* _Information provided_:
....................
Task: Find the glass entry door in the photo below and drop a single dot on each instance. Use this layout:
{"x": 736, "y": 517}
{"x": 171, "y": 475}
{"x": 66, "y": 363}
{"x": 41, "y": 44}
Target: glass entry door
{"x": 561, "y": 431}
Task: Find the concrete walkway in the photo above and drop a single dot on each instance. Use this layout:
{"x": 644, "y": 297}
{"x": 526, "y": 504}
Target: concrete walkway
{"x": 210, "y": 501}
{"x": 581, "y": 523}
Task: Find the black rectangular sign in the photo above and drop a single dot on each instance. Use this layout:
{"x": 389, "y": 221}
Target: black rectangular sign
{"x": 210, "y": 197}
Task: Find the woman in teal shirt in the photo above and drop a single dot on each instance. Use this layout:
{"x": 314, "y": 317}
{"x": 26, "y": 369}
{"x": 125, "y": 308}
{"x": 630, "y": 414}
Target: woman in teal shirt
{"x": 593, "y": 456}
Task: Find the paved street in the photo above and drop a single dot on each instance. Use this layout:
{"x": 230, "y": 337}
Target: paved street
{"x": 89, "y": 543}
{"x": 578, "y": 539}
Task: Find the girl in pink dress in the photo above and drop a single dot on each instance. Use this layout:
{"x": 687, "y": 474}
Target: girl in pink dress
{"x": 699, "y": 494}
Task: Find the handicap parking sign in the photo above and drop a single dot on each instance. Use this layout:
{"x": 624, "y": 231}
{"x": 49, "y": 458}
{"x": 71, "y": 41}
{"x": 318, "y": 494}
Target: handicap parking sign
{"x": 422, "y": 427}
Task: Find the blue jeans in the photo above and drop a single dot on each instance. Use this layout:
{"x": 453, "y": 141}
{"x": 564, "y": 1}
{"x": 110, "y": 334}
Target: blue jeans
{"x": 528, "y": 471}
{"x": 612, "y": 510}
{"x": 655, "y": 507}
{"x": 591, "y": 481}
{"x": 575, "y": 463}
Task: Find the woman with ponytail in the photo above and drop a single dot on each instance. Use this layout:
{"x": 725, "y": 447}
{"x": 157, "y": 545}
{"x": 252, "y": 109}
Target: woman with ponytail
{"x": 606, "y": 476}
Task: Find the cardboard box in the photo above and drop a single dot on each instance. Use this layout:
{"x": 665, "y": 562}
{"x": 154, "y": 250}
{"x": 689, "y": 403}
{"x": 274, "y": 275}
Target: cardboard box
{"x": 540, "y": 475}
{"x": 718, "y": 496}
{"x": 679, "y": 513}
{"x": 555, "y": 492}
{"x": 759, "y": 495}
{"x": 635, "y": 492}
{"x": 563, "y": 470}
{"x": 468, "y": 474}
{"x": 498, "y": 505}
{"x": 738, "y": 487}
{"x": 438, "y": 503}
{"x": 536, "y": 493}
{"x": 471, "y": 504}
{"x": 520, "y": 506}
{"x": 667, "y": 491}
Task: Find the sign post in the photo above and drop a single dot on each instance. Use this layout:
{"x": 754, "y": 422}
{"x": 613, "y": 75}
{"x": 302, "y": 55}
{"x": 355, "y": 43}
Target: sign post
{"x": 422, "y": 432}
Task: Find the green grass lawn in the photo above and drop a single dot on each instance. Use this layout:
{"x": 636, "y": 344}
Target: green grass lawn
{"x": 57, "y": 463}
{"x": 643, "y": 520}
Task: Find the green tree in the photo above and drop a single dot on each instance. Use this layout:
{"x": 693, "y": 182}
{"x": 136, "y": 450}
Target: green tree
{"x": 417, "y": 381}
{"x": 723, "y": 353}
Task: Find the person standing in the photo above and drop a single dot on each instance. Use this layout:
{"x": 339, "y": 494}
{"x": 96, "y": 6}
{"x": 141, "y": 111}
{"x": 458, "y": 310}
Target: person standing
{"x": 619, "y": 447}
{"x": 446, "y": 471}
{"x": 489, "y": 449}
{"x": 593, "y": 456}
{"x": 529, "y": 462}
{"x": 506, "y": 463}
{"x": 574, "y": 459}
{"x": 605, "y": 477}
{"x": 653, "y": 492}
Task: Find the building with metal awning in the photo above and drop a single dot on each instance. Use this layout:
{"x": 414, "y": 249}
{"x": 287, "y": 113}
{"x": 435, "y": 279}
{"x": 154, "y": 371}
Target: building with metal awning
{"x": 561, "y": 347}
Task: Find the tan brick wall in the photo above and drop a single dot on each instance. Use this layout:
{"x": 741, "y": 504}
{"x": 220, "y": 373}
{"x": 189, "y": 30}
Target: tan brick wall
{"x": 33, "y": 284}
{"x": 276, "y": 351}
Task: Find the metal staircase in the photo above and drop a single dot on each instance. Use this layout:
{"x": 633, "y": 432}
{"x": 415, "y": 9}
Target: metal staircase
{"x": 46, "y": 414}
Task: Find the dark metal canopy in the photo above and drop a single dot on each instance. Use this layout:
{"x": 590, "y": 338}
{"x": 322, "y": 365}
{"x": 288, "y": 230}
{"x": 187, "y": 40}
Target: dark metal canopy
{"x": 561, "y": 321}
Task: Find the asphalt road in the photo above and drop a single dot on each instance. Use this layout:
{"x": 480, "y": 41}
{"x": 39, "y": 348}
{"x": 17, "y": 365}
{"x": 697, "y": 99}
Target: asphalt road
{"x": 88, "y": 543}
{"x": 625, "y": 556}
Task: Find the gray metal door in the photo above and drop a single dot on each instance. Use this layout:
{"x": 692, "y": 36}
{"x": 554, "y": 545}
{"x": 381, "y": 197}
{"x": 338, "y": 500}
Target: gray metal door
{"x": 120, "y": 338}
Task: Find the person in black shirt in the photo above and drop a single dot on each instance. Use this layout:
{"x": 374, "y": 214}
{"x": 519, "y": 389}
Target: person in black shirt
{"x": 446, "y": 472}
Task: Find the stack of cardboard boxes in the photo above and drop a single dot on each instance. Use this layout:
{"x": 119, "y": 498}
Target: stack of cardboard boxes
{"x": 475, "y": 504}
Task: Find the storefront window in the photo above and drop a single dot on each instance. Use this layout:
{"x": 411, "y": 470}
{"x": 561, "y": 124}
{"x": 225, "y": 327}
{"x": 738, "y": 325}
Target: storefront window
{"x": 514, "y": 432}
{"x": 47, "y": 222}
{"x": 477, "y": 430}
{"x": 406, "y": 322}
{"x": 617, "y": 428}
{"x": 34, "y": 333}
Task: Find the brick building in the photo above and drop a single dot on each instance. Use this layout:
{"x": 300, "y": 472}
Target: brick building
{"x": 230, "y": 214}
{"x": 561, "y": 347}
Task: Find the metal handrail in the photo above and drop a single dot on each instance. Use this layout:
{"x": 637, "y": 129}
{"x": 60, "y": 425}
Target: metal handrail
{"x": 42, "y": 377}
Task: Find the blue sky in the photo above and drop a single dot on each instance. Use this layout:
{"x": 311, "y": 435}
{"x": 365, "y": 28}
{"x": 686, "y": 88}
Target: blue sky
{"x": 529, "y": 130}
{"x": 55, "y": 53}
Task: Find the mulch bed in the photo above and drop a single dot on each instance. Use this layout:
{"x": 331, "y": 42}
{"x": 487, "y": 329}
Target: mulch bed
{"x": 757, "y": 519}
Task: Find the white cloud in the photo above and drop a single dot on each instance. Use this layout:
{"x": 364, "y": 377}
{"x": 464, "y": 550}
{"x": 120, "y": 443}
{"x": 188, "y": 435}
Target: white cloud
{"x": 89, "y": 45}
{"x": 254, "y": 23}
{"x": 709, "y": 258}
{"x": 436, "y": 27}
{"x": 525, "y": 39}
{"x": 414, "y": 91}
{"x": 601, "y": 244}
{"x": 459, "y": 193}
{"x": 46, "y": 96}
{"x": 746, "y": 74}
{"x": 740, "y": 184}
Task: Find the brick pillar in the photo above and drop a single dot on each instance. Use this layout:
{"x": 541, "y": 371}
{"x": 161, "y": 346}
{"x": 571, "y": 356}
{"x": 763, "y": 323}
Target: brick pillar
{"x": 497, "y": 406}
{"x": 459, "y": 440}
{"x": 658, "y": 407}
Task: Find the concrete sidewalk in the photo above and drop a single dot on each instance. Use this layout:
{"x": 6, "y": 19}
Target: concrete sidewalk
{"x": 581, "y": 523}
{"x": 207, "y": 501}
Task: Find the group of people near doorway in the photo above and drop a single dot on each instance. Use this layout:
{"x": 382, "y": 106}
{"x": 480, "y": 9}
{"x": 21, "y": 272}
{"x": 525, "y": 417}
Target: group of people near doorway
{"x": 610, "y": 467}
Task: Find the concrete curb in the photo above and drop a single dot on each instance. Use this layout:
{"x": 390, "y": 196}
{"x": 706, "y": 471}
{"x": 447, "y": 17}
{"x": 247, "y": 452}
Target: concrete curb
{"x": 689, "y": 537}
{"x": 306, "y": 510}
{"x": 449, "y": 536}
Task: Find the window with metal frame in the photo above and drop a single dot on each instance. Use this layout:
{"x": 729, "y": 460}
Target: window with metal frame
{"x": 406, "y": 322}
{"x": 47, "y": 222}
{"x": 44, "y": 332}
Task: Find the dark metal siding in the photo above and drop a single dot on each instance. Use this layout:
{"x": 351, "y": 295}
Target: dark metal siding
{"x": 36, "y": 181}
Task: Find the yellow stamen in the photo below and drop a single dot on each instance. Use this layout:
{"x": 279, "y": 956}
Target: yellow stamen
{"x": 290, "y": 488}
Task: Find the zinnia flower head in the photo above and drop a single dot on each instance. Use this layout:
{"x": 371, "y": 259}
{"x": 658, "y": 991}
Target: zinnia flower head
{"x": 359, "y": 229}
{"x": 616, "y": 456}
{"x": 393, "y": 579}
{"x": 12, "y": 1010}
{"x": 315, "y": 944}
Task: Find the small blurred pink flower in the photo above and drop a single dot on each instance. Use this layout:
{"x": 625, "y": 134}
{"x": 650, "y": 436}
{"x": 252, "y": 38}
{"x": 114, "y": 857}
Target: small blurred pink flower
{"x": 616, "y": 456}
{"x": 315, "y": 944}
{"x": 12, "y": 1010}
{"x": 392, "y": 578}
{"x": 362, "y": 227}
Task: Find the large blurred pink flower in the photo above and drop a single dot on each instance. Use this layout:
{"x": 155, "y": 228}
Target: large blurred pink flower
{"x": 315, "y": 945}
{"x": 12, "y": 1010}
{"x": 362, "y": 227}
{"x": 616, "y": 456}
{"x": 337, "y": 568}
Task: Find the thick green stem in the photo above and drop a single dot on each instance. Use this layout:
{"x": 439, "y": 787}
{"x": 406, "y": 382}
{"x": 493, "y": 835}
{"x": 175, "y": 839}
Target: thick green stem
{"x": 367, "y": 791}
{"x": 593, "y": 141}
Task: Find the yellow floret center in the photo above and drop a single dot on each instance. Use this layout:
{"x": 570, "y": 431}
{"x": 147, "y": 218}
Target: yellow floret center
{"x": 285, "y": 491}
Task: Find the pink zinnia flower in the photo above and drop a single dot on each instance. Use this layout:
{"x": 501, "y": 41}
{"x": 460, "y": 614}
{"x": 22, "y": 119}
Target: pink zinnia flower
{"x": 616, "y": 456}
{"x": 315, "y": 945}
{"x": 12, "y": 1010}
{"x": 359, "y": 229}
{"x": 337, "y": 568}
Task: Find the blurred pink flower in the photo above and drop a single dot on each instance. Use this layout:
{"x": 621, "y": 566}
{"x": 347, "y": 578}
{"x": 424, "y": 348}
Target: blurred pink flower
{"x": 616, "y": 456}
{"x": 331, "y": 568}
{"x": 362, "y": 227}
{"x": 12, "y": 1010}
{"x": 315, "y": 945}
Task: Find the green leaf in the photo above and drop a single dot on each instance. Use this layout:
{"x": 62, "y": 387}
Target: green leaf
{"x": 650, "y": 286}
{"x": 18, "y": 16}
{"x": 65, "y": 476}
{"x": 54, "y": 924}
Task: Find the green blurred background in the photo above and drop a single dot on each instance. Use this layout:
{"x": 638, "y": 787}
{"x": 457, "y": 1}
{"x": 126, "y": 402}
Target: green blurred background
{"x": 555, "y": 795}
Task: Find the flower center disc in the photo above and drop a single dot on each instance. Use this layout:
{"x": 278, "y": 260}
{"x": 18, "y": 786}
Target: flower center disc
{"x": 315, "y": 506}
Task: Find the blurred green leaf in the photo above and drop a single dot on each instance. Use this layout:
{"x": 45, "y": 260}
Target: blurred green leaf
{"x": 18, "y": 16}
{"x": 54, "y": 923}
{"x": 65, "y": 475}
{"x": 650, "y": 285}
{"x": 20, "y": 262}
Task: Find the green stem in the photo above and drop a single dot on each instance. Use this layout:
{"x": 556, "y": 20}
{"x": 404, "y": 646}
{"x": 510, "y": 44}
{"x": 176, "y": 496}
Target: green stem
....................
* _What is expected_: Could you work out how many lines above contain the string "below"? Answer with the number only.

* _Answer to this exercise_: 2